● **Problem details**
Give the lines of the data below, from the line containing "Where can you find the flagpole?" through the line containing "point(544, 803)", both included, as a numbered list without blank lines.

● **Supplied entries**
:::
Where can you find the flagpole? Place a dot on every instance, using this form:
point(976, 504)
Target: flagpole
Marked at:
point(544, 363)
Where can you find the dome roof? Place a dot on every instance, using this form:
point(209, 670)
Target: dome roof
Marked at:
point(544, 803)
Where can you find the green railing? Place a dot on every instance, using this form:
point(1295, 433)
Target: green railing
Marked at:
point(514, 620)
:::
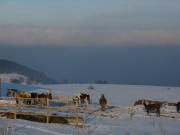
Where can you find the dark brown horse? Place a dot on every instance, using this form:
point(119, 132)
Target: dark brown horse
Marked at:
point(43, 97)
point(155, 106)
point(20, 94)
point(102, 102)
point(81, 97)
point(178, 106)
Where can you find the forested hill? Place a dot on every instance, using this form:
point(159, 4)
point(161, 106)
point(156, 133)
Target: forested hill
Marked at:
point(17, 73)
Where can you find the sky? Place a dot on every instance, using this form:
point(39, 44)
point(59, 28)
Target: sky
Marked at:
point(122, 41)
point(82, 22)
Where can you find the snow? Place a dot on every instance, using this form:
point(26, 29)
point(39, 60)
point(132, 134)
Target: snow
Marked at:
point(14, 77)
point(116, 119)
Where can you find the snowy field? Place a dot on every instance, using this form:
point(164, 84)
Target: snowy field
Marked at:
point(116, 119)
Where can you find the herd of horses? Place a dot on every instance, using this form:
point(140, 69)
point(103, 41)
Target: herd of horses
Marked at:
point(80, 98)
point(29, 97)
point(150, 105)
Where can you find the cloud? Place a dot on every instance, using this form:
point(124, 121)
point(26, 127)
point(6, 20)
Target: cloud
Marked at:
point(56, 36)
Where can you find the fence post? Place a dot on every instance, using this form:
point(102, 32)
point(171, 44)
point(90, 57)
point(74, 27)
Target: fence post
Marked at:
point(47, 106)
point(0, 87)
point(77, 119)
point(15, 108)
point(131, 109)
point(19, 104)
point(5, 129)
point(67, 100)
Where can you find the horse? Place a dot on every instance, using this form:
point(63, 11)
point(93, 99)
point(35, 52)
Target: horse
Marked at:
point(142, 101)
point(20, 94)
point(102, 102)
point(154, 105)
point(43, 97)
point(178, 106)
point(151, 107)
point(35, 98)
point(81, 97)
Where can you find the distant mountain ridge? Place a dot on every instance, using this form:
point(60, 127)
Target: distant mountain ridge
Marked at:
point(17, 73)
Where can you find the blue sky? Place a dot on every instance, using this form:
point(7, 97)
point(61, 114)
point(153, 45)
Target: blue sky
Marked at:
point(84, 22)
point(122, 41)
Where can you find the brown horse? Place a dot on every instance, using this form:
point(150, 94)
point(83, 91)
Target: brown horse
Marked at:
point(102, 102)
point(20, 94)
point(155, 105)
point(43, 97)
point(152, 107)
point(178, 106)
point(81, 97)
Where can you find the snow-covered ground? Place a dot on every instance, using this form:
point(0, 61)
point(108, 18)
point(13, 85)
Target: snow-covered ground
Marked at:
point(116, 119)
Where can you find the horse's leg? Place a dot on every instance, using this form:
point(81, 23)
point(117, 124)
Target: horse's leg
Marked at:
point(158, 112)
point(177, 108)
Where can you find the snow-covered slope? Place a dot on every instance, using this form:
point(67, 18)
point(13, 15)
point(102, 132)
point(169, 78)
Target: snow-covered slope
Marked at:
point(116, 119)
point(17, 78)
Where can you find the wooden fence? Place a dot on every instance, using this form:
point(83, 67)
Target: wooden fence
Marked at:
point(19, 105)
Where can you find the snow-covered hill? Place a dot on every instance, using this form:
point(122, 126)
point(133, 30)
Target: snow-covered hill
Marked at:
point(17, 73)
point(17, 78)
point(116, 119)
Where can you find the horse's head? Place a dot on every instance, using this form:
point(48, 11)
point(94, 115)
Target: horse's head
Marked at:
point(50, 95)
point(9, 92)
:::
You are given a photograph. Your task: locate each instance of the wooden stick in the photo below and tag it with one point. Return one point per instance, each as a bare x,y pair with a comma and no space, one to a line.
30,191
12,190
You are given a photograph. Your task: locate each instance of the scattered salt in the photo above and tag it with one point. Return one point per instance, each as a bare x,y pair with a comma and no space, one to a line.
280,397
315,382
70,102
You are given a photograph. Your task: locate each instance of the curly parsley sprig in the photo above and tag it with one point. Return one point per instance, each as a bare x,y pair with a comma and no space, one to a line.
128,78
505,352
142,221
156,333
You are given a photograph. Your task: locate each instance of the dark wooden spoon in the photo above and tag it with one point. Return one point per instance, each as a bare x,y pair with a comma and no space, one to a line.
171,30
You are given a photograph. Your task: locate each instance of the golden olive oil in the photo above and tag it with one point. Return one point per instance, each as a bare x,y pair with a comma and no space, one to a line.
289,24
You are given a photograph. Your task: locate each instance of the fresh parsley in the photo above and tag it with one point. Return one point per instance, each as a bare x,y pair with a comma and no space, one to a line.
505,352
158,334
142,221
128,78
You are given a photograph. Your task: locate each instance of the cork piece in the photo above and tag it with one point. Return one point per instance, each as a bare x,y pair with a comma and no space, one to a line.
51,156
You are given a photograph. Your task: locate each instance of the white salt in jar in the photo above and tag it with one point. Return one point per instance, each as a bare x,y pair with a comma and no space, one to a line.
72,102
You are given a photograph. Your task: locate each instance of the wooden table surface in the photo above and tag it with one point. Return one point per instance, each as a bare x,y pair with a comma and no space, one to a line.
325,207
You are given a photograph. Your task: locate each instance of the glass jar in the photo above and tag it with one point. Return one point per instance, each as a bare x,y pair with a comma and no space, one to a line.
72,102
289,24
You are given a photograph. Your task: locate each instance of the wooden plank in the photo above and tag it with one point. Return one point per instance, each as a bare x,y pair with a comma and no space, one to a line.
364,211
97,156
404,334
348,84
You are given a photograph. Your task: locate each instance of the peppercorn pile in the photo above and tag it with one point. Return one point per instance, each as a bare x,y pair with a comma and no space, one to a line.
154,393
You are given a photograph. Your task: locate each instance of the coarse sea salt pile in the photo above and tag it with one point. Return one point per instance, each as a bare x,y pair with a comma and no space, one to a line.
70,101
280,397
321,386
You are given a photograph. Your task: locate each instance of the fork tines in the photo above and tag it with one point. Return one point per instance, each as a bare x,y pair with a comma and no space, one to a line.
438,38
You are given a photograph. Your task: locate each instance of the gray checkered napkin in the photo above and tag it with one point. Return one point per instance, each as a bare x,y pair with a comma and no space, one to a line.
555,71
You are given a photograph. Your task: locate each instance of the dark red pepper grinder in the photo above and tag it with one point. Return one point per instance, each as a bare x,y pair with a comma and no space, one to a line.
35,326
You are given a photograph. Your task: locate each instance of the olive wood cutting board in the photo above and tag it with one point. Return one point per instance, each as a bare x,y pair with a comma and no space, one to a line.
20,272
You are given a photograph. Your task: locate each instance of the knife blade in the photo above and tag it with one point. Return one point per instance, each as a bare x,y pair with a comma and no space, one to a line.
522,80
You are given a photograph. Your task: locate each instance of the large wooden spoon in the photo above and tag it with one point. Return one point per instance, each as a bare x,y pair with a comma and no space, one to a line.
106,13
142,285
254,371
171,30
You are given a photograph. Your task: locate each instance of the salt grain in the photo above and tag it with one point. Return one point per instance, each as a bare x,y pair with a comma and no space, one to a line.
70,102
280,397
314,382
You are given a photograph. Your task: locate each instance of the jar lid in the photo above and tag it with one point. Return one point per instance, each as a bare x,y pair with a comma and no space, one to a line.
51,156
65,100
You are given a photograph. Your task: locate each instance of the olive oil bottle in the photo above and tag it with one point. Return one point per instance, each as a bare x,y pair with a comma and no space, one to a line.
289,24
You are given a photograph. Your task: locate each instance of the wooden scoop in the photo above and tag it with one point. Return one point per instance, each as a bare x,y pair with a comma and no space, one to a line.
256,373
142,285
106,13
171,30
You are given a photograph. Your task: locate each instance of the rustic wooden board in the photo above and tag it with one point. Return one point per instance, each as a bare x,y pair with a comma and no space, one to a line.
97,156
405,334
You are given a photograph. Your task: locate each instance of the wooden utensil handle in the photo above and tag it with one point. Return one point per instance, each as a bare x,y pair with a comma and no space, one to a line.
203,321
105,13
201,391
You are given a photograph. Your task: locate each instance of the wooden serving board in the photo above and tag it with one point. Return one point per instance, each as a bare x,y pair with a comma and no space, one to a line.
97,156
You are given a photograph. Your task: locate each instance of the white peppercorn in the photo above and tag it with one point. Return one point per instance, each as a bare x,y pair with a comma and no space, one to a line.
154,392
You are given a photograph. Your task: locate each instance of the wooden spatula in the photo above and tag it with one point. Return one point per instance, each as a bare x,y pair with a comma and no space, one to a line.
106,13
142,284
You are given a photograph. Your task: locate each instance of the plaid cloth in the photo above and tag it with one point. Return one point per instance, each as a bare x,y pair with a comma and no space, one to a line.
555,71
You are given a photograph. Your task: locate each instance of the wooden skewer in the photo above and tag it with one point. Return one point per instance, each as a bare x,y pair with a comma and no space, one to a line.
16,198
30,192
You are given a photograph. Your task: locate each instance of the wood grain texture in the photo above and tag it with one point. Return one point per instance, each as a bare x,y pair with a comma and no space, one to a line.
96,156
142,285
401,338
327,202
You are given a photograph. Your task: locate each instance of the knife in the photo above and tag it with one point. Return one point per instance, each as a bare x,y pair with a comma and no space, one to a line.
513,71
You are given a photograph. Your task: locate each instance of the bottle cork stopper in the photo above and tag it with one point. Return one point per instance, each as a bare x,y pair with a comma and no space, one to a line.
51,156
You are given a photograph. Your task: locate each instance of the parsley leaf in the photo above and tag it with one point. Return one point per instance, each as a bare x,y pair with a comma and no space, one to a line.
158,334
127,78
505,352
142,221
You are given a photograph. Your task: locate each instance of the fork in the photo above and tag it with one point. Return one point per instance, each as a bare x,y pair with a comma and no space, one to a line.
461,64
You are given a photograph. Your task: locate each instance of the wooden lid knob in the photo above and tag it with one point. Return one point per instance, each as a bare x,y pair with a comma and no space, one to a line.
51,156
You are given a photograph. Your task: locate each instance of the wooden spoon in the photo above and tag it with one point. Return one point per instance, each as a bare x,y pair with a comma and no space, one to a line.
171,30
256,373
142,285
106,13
:::
● **Task output**
1. Where can you find the flagpole? Place a dot on every instance, using this form:
2. point(976, 504)
3. Target: flagpole
4. Marked at:
5. point(544, 363)
6. Where can you find the dome roof? Place a dot on every instance, using this form:
7. point(209, 670)
8. Target: dome roof
9. Marked at:
10. point(544, 803)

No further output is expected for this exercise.